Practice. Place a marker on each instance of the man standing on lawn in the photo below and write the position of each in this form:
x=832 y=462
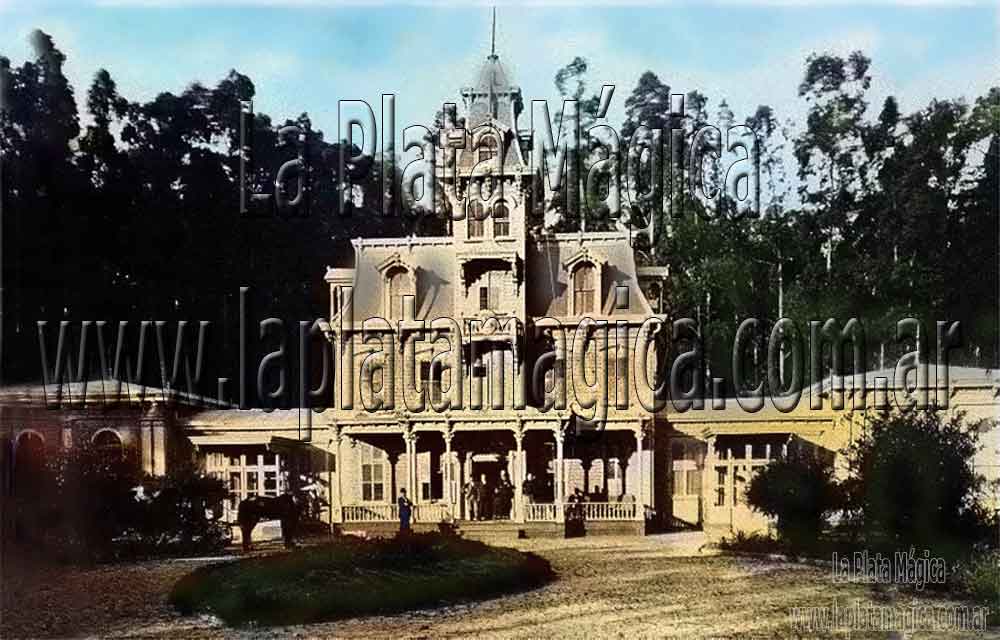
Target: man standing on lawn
x=405 y=511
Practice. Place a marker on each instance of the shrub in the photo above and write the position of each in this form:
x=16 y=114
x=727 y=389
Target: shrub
x=752 y=543
x=352 y=577
x=981 y=581
x=86 y=505
x=799 y=492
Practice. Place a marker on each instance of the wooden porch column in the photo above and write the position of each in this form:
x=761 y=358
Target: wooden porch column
x=708 y=479
x=449 y=496
x=410 y=439
x=337 y=513
x=640 y=511
x=519 y=469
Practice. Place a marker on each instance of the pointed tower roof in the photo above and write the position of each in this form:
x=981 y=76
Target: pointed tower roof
x=492 y=76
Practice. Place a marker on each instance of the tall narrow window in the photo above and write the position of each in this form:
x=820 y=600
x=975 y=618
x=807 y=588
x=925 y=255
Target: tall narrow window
x=501 y=221
x=476 y=216
x=584 y=289
x=399 y=286
x=109 y=446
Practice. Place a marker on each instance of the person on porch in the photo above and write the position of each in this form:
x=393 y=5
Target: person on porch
x=484 y=494
x=529 y=488
x=503 y=498
x=405 y=511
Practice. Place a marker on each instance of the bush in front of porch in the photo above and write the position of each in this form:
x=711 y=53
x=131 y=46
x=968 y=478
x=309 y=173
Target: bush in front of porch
x=356 y=577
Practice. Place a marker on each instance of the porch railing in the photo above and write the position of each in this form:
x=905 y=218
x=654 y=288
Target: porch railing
x=429 y=512
x=540 y=512
x=609 y=511
x=369 y=512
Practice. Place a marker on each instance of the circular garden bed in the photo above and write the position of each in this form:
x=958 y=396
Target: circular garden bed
x=356 y=577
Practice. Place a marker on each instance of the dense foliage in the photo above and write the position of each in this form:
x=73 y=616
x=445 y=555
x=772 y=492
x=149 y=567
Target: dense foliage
x=135 y=214
x=799 y=492
x=912 y=483
x=354 y=577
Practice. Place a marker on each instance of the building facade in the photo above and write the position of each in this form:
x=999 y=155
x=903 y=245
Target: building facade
x=494 y=351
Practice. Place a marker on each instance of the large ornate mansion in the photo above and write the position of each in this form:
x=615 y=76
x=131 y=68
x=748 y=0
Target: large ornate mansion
x=468 y=355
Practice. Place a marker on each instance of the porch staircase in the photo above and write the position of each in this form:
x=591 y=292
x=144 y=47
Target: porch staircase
x=497 y=531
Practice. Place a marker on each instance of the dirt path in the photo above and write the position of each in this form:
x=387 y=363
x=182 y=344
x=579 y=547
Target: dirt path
x=657 y=586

^^^^

REQUIRED WORK
From the rows above, print everything from the line containing "Practice. Place a marker on each instance of the building" down to the line containing "x=494 y=351", with both of those lines included and every line left unchanged.

EXERCISE OUTPUT
Practice. Place a marker on each instance of the building facade in the photo above and write the position of each in this form:
x=999 y=155
x=903 y=245
Target: building facade
x=494 y=351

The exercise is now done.